__RECORDS SUPPLIED__:
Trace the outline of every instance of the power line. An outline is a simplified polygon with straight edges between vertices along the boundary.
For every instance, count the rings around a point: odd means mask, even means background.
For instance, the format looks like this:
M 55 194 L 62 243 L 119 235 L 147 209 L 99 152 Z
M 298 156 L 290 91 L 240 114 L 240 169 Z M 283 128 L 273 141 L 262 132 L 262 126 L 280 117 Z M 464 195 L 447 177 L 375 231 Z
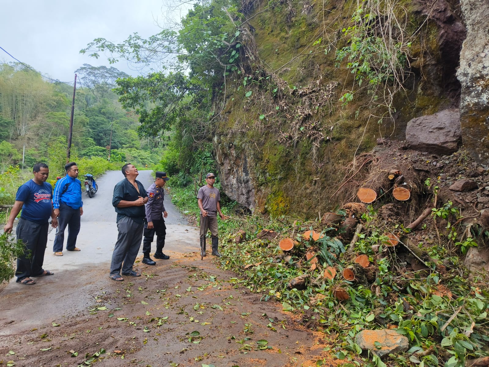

__WHAT TO PRODUCE__: Convert the listing above into a numbered list, one line per item, and omit any blank lines. Leave the picture out of the list.

__EXERCISE RESULT__:
1. Trace the outline of every instance of the power line. An outline is a simplified polygon with straight edges between vertices along the boundary.
2. For every instance, count the rings around a point: odd means mask, even means background.
3. For instance, the format looks like this:
4. M 55 194 L 62 243 L 119 235 L 147 209 L 99 152 Z
5. M 298 156 L 290 91 L 240 114 L 240 169 Z M 283 128 L 273 141 L 262 132 L 262 126 L 280 117 Z M 464 195 L 447 177 L 375 231 Z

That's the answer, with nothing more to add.